文本内容.
创建索引 mapping, 只能使用 PUT /index_name {"mappings": {}} .

DELETE /demo

PUT /demo
{
  "mappings": {
    "properties": {
      "name": {
        "type": "text"
      },
      "mobile": {
        "type": "text",
        "index": false
      }
    }
  }
}

GET /demo/_mapping

POST /demo/_doc/1
{
  "name": "Xiao Ming",
  "mobile": "021-1234567"
}

GET /demo/_search
{
  "query": {
    "match": {
      "name": "Xiao"
    }
  }
}

# Cannot search on field [mobile] since it is not indexed.
GET /demo/_search
{
  "query": {
    "match": {
      "mobile": "021"
    }
  }
}

Index Options 级别

级别 包含内容
docs doc id
freqs doc id, term frequencies
positions doc id, term frequencies, term position
offsets doc id, term frequencies, term position, character offsets
  • text 默认是 positions 级别, 其他默认为 docs

NULL Value

elasticsearch 本身不能存储空值, 默认情况下, null[] 都被认为是空值.
null_value 可以把空值替换为指定的"空值替身"进行索引.
_source 依旧显示原值, "空值替身" 仅在索引时有效.
"空值替身" 的数据类型要跟属性匹配.
text 不能应用该属性,keyword 可以.

DELETE /demo

PUT /demo
{
  "mappings": {
    "properties": {
      "name": {
        "type": "text",
        "fields": {
          "raw": {
            "type": "keyword",
            "null_value": "NULLVALUE"
          }
        }
      },
      "age": {
        "type": "integer",
        "null_value": 18
      }
    }
  }
}

GET /demo/_mapping

POST /demo/_doc/1
{
  "name": null,
  "age": null
}

GET /demo/_doc/1

GET /demo/_search
{
  "query": {
    "match": {
      "name.raw": "NULLVALUE"
    }
  }
}

copy_to

_all 在新版本中已经弃用, _copy_to 可以实现类似的功能.
目标值不会出现在 _source 中.
copy_to 的目标本身也可以存值.
源值更新了, 目标索引效果会跟随更新.

DELETE /demo

PUT /demo
{
  "mappings": {
    "properties": {
      "first": {
        "type": "text",
        "copy_to": "full"
      },
      "second": {
        "type": "text",
        "copy_to": "full"
      },
      "full": {
        "type": "text"

展示材料.

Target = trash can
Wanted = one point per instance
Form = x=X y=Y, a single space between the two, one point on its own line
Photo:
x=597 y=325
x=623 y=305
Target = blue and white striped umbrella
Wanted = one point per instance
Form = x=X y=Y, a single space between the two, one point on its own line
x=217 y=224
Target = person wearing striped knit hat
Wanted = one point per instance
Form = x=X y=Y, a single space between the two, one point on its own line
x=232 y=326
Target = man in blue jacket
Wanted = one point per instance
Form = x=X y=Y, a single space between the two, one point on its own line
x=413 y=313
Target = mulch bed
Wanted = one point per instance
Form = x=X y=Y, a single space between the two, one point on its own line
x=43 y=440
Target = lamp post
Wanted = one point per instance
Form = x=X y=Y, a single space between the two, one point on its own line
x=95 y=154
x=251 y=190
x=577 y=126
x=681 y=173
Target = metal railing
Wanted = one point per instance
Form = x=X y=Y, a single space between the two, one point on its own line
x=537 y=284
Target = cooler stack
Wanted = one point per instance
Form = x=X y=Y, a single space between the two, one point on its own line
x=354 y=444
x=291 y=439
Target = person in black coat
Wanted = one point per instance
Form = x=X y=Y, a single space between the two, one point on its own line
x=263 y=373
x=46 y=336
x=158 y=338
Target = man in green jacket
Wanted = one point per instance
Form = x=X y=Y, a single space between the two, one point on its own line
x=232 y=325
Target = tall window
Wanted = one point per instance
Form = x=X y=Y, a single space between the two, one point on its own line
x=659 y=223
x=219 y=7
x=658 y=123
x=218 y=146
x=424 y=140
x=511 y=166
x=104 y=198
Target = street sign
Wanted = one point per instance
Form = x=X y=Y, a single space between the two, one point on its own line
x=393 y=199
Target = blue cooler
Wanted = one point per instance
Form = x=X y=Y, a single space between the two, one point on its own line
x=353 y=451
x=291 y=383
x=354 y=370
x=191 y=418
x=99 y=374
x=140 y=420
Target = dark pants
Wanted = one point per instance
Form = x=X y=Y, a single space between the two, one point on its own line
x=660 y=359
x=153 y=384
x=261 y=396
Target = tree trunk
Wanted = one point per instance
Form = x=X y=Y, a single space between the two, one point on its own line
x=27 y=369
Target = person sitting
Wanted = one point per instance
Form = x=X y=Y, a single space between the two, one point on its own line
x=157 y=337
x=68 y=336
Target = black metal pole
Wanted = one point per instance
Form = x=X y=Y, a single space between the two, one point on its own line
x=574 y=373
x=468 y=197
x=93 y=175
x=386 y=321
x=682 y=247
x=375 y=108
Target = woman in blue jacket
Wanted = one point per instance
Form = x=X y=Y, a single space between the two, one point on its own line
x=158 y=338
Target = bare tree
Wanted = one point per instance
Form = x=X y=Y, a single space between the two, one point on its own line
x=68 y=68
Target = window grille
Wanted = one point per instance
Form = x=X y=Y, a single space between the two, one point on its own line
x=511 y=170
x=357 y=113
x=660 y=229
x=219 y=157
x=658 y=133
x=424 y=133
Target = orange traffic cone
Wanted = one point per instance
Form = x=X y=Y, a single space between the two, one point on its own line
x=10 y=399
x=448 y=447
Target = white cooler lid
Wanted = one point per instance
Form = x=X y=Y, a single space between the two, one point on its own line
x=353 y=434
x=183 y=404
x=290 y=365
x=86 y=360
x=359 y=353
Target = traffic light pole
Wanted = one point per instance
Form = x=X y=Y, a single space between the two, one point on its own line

练习任务.
1 - 在这段讲 Elasticsearch 映射的文字里，text 类型默认使用哪个 Index Options 级别？
2 - 请接着这段讲 Elasticsearch 映射的文字，从它停下的地方续写下去。

任务结果.
1 - positions 级别。

2 -
      }
    }
  }
}

GET /demo/_mapping

POST /demo/_doc/1
{
  "full": "hi",
  "first": "HELLO",
  "second": "WORLD"
}

GET /demo/_doc/1

GET /demo/_search
{
  "query": {
    "match": {
      "full": "hello"
    }
  }
}

POST /demo/_update/1
{
  "doc": {
    "first": "ruby",
    "second": "java"
  }
}

GET /demo/_doc/1

GET /demo/_search
{
  "query": {
    "match": {
      "full": "hello"
    }
  }
}

fields

类型自动映射时, 会把字符串自动设置为:
即利用了多字段特性, 在一个属性上使用多种类型.

POST /demo
{
  "mappings": {
    "properties": {
      "name": {
        "type": "text",
        "fields": {
          "keyword": {
            "type": "keyword",
            "ignore_above": 256
          }
        }
      }
    }
  }
}

Analyzer

处理顺序: Character Filter => Tokenizer => Token Filter

Character Filter:
负责对源文本的处理, 可以设置多个字符过滤器, 按顺序执行.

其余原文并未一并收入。